WRITTEN TASKS:
1) In the forum thread on 18650 batteries, which device does blujeenz say the LG HG2s are currently being used in?
2) Reproduce word for word the passage of the forum thread on 18650 batteries from "Solid advice above" up to and including "amongst mech users])".
-- BEGIN SOURCE --
# What 18650s are good?



## The_Rio

Hi fellow vapers
I currently have the fuchai 213 by sigeli, I am looking for good batteries and not sure which batteries are amongst the best to get, I currently have Tesiyi 45 amps and I'm looking to purchase an extra set of batteries, any help will be highly appreciated
Thank you in advance


----------



## Chukin'Vape

LG HG2 - dont waste your time on anything else. There is no way those Tesiyi 18650's are pumping out 45 amps - go look online for Mooch Battery reviews, you will find a wealth of information from him. Happy vaping!!!

Reactions: Like 3


----------



## blujeenz

The_Rio said:


> Hi fellow vapers
> I currently have the fuchai 213 by sigeli, I am looking for good batteries and not sure which batteries are amongst the best to get, I currently have Tesiyi 45 amps and I'm looking to purchase an extra set of batteries, any help will be highly appreciated
> Thank you in advance


LG HG2's 3000mah should do the job, I'm currently using them in my Smok Alien.

Reactions: Like 3


----------



## Soutie

Seeing as there were a bunch of fake HG2's on the market here not so long ago I prefer the Samsung 30Q over the LG HG2. They are both great batteries though,

Reactions: Like 1 | Agree 2


----------



## KZOR

I have 8 LG's...... all HG2...... hold a better charge than the Samsungs and Sony's i had. Descent battery.

Reactions: Like 3


----------



## Silver

Can back up the guys above

I have several LG HG2 batteries - the brown ones - 

I find them to be great batteries. Have not had any problems with them

Reactions: Like 2


----------



## Gazzacpt

LG HG2 or samsung 25r
LG has better mAh rating but samsung can take more punishment. 
Sony VTC is a bit overpriced and overhyped IMHO

Best bang for buck if purely for regulated mod use is the LG

Sent from my SM-A510F using Tapatalk

Reactions: Like 3 | Agree 2


----------



## Scissorhands

Solid advice above
LG HG2 3000mah (brown - the "go to" battery, beware of fakes)
Samsung 30Q 3000mah (pink - just as good as HG2s, amp draw is under rated on lables) 
Samsung 25R 2500mah (green - higher amp draw, lower capacity [popular amongst mech users])

Reactions: Like 4 | Agree 3


----------



## Rusty

Sony VTC6 for me have given me best durability ....

Reactions: Like 1


----------



## Johan9779

LG HG2. Lasts and lasts. I concur about the mention of Mooch above.
-- END SOURCE --
-- BEGIN GIVEN INFORMATION --
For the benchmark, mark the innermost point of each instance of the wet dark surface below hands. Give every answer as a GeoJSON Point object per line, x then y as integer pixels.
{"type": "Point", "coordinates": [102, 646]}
-- END GIVEN INFORMATION --
ANSWERS FOR THE EXERCISE:
1) A Smok Alien.

2)
Solid advice above
LG HG2 3000mah (brown - the "go to" battery, beware of fakes)
Samsung 30Q 3000mah (pink - just as good as HG2s, amp draw is under rated on lables) 
Samsung 25R 2500mah (green - higher amp draw, lower capacity [popular amongst mech users])